WHAT THE EXERCISE ASKS:
Looking at the listing beneath, work out how many lines hold "evenodd" and report only that figure.

PROVIDED INFORMATION:

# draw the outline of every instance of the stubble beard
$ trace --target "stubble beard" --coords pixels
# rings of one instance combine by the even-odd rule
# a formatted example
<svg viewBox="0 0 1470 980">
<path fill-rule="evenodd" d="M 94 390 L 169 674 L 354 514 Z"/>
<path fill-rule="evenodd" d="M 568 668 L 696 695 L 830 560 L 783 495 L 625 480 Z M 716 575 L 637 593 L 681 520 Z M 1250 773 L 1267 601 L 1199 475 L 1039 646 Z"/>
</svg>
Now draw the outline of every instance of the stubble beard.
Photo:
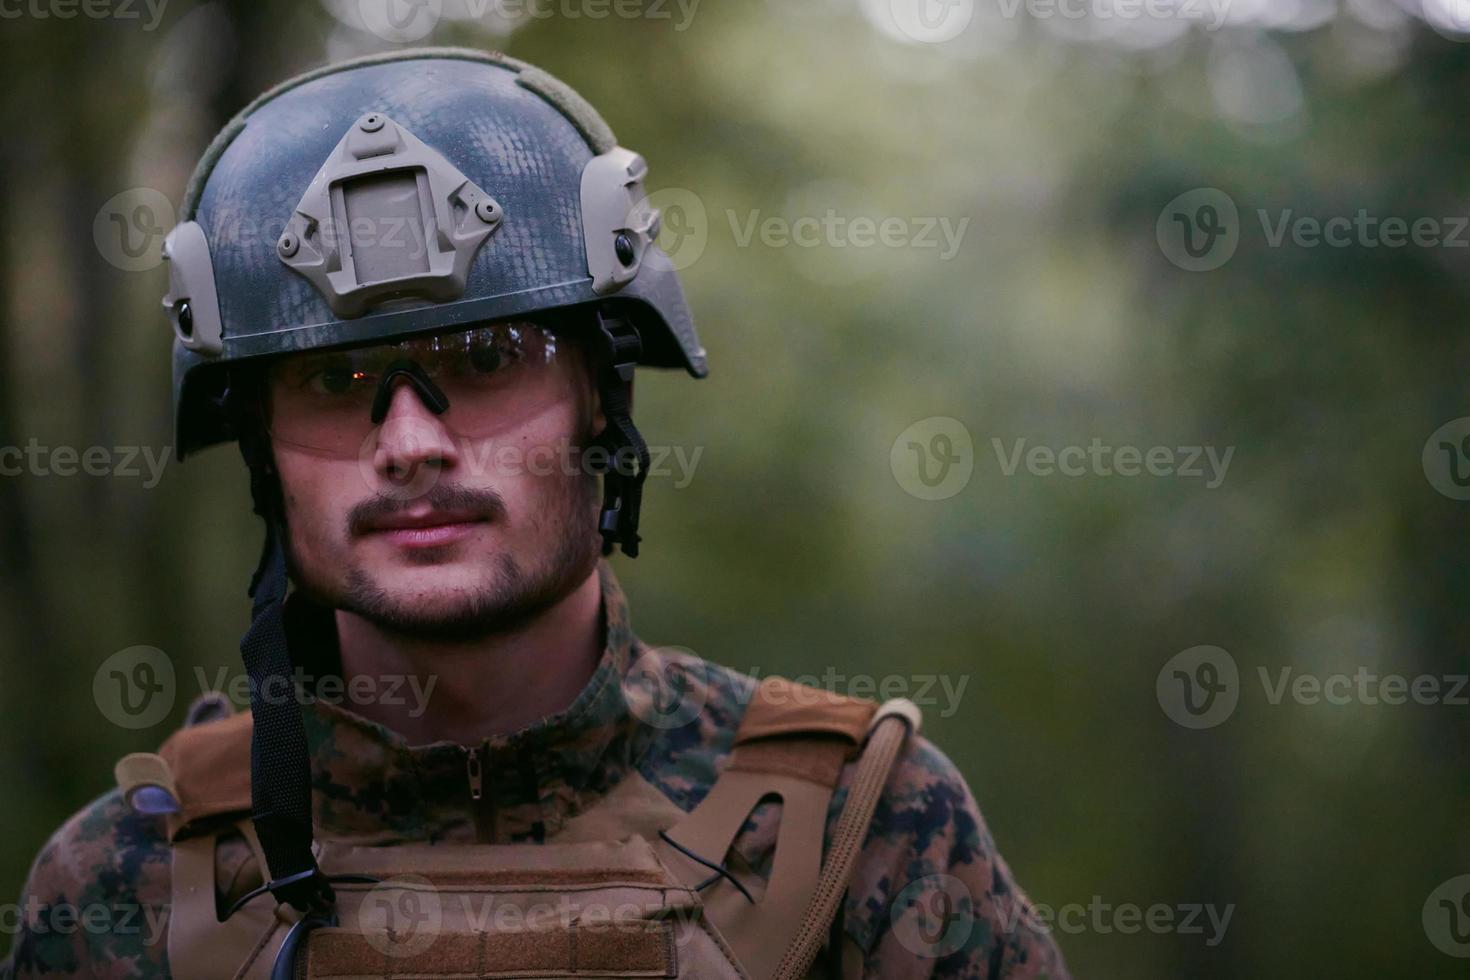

ANSWER BELOW:
2